Task goal ▸ From the page on testing AI agents, reproduce the passage that begins at the words "1. Assertions (Deterministic)" and stops after "the correct arguments?". Replace "traditional tests" with "conventional tests" and leave all other wording unchanged.

Document passage ▸
Back to Wiki
Development
Last updated: 2024-12-247 min read

Testing & Evaluation

How to test and evaluate AI agents

Testing & Evaluation

Testing non-deterministic AI agents is fundamentally different from testing traditional software. Since the output can vary for the exact same input, boolean assert statements are often insufficient.

The Evaluation Stack

1. Assertions (Deterministic)

For some parts of the system, traditional tests still work.

  • Output Format: Is the output valid JSON?
  • Tool Usage: Did the agent call the search tool with the correct arguments?
  • Latency: Did the response take less than 2 seconds?

2. Reference-Based Grading (Rouge/BLEU)

Comparing the agent's output to a "gold standard" human-written answer.

  • Exact Match: Rarely used for generative tasks.

Dataset extract ▸
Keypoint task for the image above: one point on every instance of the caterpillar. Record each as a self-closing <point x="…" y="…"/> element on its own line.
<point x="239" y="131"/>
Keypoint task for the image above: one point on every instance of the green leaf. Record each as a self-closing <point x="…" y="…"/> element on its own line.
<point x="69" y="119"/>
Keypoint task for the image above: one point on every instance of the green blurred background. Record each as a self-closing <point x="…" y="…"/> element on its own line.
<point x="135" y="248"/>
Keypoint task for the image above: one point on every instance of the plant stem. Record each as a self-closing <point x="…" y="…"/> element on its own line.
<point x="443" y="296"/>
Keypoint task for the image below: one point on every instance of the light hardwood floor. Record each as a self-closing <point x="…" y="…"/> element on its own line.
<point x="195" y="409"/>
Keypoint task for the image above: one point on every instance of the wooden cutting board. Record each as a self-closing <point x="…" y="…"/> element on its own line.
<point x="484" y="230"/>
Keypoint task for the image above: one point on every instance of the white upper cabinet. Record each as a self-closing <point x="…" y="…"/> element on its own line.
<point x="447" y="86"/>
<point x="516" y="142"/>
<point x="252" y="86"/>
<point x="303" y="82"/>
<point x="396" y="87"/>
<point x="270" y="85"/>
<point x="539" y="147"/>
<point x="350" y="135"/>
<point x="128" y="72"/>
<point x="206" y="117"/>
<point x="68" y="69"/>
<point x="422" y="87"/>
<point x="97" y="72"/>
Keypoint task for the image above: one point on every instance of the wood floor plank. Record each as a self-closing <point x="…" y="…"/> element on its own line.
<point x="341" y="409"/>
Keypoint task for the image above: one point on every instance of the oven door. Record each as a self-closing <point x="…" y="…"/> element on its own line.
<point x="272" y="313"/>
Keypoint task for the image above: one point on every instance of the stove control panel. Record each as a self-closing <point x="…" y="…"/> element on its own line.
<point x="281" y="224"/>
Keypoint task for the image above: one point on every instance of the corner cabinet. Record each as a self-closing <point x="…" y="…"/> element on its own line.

Final answer ▸
1. Assertions (Deterministic)

For some parts of the system, conventional tests still work.

  • Output Format: Is the output valid JSON?
  • Tool Usage: Did the agent call the search tool with the correct arguments?